Start Material shown

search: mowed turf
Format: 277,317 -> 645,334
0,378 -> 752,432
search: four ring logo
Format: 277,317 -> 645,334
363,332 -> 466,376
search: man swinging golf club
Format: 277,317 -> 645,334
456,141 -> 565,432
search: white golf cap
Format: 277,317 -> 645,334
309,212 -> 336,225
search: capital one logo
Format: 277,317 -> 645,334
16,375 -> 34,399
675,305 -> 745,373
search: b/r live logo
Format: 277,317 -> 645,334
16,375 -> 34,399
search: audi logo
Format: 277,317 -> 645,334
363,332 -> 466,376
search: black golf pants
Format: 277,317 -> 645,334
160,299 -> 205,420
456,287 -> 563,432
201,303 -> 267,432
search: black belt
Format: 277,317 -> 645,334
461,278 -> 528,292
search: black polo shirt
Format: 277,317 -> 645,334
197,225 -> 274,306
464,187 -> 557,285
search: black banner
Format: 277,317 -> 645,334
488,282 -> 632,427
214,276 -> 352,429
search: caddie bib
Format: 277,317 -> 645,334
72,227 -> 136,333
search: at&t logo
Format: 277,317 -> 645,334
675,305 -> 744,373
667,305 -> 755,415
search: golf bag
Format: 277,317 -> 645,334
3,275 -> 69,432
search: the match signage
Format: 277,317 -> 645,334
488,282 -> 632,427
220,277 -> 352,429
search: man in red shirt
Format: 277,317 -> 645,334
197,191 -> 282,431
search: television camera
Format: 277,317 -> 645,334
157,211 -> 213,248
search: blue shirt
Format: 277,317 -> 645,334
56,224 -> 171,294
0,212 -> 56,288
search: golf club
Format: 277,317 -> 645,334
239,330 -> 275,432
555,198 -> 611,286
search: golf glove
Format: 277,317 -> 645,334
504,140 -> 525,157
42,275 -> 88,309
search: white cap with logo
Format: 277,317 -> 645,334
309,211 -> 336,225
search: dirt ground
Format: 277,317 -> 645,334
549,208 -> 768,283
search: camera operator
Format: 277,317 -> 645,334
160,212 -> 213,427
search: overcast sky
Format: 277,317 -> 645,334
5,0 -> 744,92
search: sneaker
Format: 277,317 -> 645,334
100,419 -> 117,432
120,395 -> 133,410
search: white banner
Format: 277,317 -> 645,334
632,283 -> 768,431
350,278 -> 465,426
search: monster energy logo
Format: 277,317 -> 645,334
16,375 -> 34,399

End Material shown

Could you copy every line of the data above without changing a single character?

## Exercise solution:
search: mowed turf
Format: 277,317 -> 645,334
0,378 -> 752,432
search: four ring logo
Format: 277,317 -> 645,334
363,332 -> 466,376
search: man swinging golf club
Format: 277,317 -> 645,334
456,141 -> 565,432
search: white golf cap
Format: 277,317 -> 645,334
309,212 -> 336,225
search: capital one logo
Format: 277,317 -> 645,334
16,375 -> 34,399
675,305 -> 745,373
search: b/r live logo
Format: 277,317 -> 645,334
16,375 -> 34,399
search: audi logo
Format: 277,317 -> 645,334
363,332 -> 466,376
search: black golf pants
Format: 277,317 -> 645,334
160,299 -> 205,420
456,287 -> 563,432
201,303 -> 267,432
search: black belt
Format: 277,317 -> 645,334
461,278 -> 528,292
search: black polo shirt
Format: 277,317 -> 645,334
197,225 -> 274,306
464,187 -> 557,285
search: black banner
Format: 277,317 -> 645,334
488,282 -> 632,427
214,276 -> 352,429
search: caddie bib
Format: 277,317 -> 645,334
72,227 -> 136,333
search: at&t logo
Format: 277,317 -> 645,334
675,305 -> 744,373
667,305 -> 755,415
search: golf bag
Format: 277,317 -> 645,334
3,275 -> 69,432
search: the match signage
Format: 277,317 -> 645,334
488,282 -> 632,427
220,277 -> 352,429
search: man in red shirt
Format: 277,317 -> 645,334
197,191 -> 282,431
search: television camera
Format: 277,317 -> 645,334
157,211 -> 213,248
search: blue shirt
Format: 277,317 -> 645,334
56,224 -> 171,294
0,212 -> 56,288
search: golf club
Format: 277,317 -> 645,334
239,330 -> 275,432
555,198 -> 611,286
search: golf glove
Format: 277,317 -> 645,334
504,140 -> 525,157
42,275 -> 88,309
search: white cap with logo
Format: 277,317 -> 645,334
309,211 -> 336,225
search: dirt ground
Format: 277,317 -> 645,334
549,208 -> 768,283
search: camera operator
Format: 277,317 -> 645,334
160,212 -> 213,427
search: overcast sky
Format: 277,317 -> 645,334
5,0 -> 744,92
search: sneaker
Format: 277,317 -> 645,334
100,419 -> 117,432
120,395 -> 133,410
search: white banner
Format: 277,317 -> 645,334
632,283 -> 768,431
350,278 -> 465,426
search: monster energy logo
Format: 277,317 -> 645,334
16,375 -> 34,399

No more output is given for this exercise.